— TASK TO CARRY OUT —
Please print, word for word, the stretch of rows that opens with the line containing "of the tree" and closes with the line containing "Target: tree line", including both of those lines.
==== RECORDS SUPPLIED
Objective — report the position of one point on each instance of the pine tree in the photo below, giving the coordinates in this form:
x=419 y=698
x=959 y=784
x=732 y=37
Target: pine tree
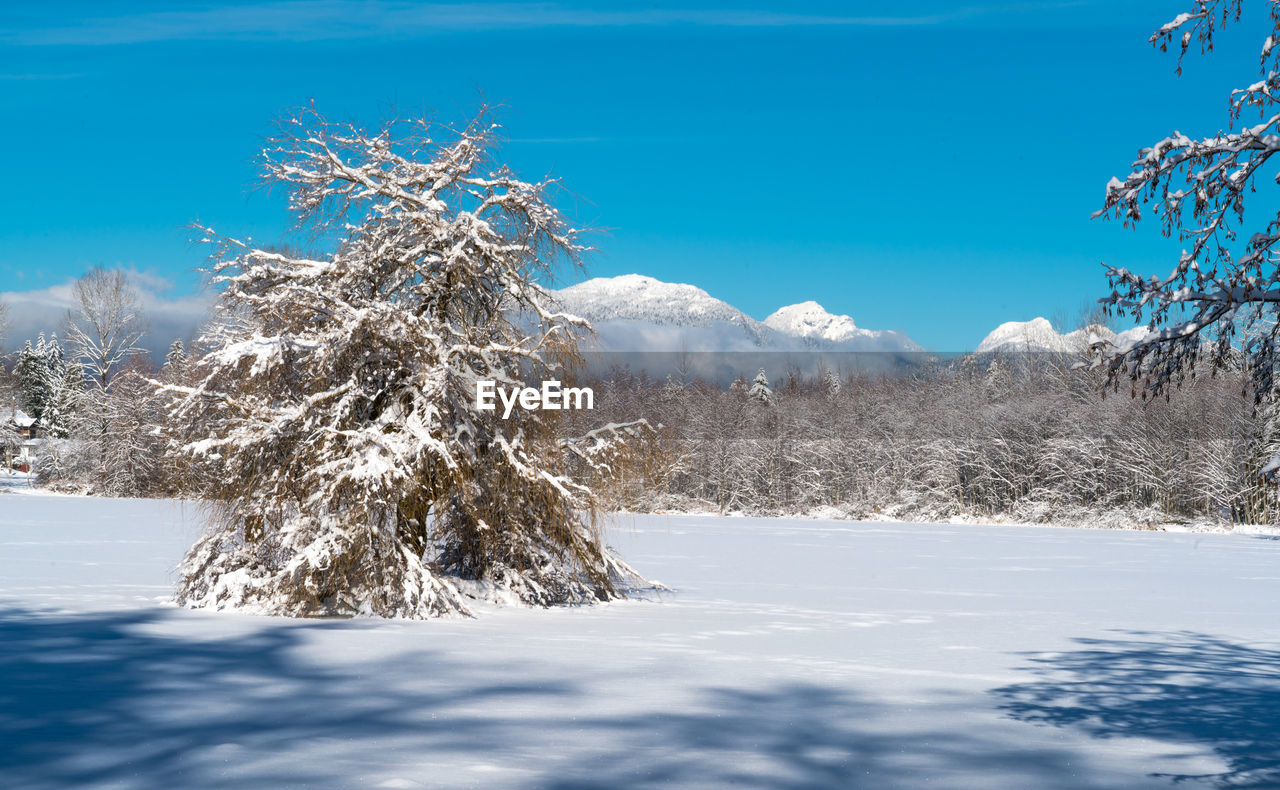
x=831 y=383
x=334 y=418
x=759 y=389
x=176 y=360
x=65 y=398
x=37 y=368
========
==== RECORDS SUPPLIED
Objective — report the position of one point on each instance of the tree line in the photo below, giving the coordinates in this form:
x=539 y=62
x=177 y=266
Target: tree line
========
— WRITTEN SOLUTION —
Objective — report the position of one point on each instance of the tree line in the photo below, giving the coordinates in this form:
x=539 y=62
x=177 y=266
Target: tree line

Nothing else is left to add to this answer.